**Exercise objective:**
Please rewrite the stretch of records from the line containing "basin in the photo above." through the end of the records, swapping "innermost point" for "central point" and changing nothing else. Leave the pictures out of your answer.
--- Start Material supplied ---
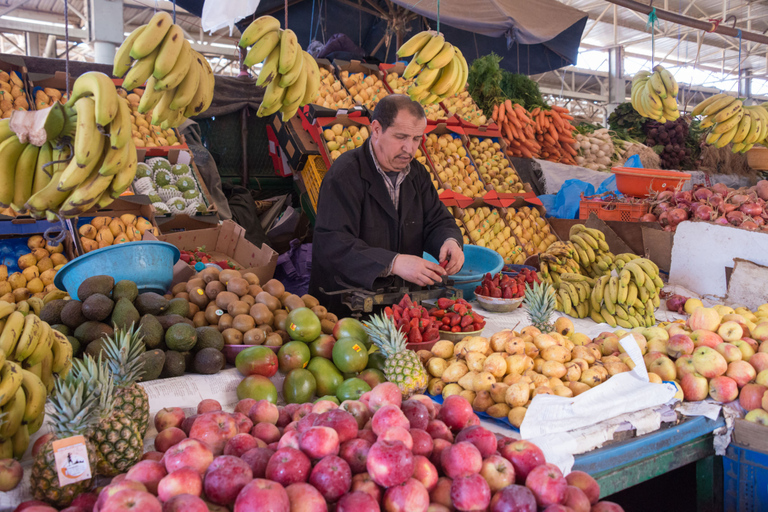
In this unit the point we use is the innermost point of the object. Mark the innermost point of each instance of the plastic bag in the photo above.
(218, 14)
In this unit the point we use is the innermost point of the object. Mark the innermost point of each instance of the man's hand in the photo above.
(417, 270)
(451, 249)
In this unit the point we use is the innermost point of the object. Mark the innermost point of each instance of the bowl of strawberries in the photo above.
(504, 292)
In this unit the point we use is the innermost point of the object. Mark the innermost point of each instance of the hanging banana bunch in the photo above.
(439, 68)
(291, 76)
(88, 163)
(732, 122)
(179, 80)
(654, 95)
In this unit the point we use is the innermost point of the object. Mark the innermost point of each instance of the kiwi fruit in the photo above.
(292, 302)
(224, 299)
(226, 275)
(254, 336)
(238, 308)
(243, 323)
(251, 278)
(232, 336)
(213, 289)
(238, 286)
(274, 288)
(261, 314)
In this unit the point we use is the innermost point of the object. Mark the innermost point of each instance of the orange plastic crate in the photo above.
(607, 207)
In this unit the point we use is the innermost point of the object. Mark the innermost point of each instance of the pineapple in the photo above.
(540, 301)
(122, 351)
(403, 366)
(74, 412)
(117, 439)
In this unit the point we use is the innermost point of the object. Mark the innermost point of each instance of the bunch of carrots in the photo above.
(545, 134)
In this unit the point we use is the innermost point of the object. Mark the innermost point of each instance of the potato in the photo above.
(443, 349)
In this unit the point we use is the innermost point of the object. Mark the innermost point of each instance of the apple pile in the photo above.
(503, 286)
(719, 352)
(376, 453)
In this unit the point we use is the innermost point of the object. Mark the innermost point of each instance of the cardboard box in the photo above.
(225, 241)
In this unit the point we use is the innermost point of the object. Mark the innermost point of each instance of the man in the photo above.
(378, 212)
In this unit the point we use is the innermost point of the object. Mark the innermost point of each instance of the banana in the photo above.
(10, 381)
(444, 56)
(36, 394)
(14, 413)
(430, 50)
(415, 44)
(24, 177)
(294, 73)
(122, 62)
(10, 151)
(179, 70)
(30, 337)
(168, 52)
(289, 51)
(152, 36)
(258, 30)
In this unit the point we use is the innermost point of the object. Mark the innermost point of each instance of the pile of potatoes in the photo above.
(501, 375)
(104, 231)
(38, 269)
(245, 311)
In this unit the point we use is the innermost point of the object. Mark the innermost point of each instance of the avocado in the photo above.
(181, 337)
(174, 364)
(178, 307)
(152, 330)
(208, 360)
(97, 307)
(90, 331)
(125, 290)
(209, 337)
(153, 364)
(72, 314)
(95, 284)
(124, 315)
(51, 312)
(168, 320)
(150, 303)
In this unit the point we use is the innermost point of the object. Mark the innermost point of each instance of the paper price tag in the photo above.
(71, 456)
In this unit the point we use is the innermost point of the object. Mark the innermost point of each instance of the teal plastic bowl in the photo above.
(149, 264)
(478, 261)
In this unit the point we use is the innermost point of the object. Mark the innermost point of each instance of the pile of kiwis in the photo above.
(245, 311)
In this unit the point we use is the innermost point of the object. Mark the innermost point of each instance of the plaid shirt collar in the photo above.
(393, 189)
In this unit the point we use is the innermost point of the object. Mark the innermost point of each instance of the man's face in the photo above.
(396, 147)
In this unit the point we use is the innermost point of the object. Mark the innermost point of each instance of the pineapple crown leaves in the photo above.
(122, 350)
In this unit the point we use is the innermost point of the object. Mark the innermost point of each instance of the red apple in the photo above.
(181, 481)
(498, 472)
(257, 459)
(332, 477)
(261, 495)
(514, 498)
(225, 478)
(470, 492)
(169, 417)
(389, 463)
(524, 456)
(410, 496)
(548, 484)
(169, 437)
(214, 429)
(482, 438)
(355, 452)
(319, 442)
(189, 452)
(148, 473)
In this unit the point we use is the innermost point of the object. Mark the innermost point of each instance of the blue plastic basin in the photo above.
(478, 261)
(149, 264)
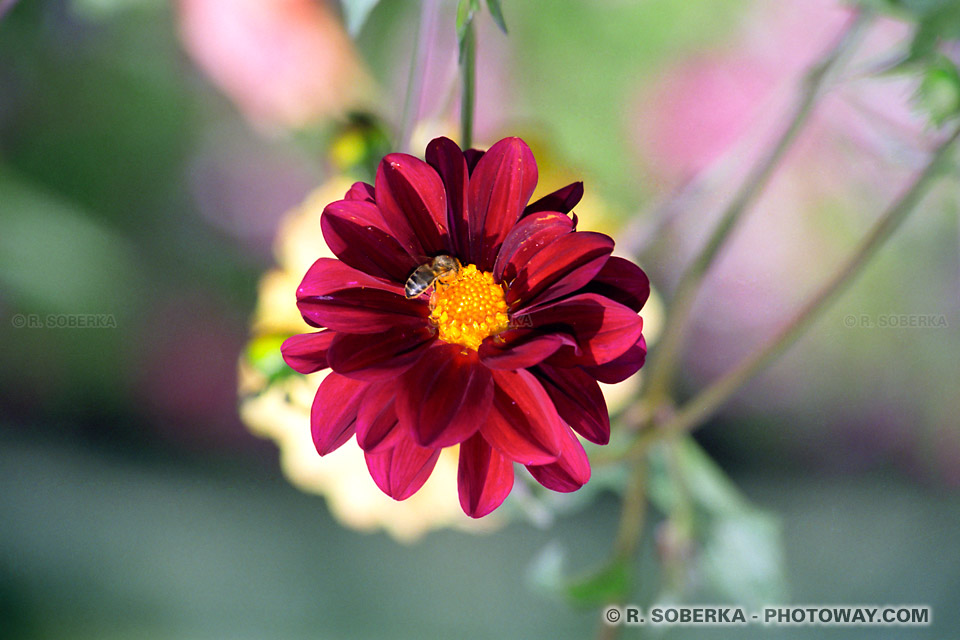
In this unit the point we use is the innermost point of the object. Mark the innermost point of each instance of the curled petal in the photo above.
--- End Material supplied ---
**Solution:**
In this unit the point we use is the central point of the object. Mark the central point of each instance of the blue plastic basin in the photo above.
(478, 261)
(149, 264)
In this unit the point we use is the central point of the object. Mark the central point of each instance of the curled petal in the photo above.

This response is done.